» GOAL OF THE EXERCISE
Please find every line of the listing below where "corrugated" occurs and copy it.

::: DATASET EXTRACT :::

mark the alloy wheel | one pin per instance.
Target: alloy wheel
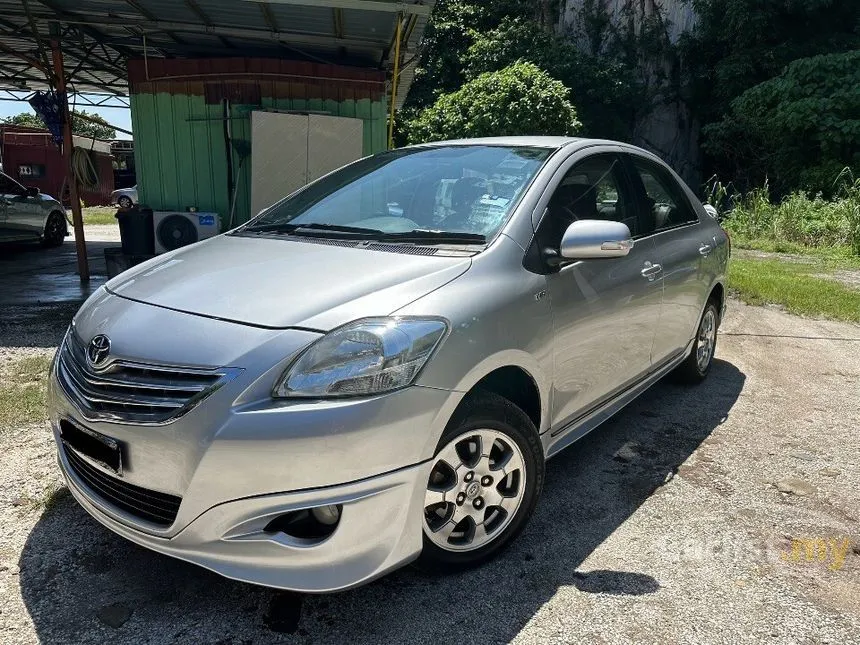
(706, 340)
(475, 488)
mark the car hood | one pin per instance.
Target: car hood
(285, 282)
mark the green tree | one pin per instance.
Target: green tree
(85, 128)
(520, 99)
(603, 89)
(799, 129)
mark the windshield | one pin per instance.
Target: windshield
(464, 193)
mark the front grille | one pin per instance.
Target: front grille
(149, 505)
(129, 392)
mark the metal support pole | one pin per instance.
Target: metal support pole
(395, 80)
(77, 217)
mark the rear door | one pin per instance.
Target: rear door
(23, 215)
(680, 250)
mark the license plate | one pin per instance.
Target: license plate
(103, 450)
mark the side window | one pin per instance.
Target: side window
(8, 186)
(662, 200)
(592, 189)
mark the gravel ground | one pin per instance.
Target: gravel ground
(673, 523)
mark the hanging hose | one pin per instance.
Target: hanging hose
(83, 169)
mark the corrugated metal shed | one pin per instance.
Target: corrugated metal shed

:::

» WRITTEN RESPONSE
mark the corrugated metal shed | one pin per instance.
Target: corrugated metal shed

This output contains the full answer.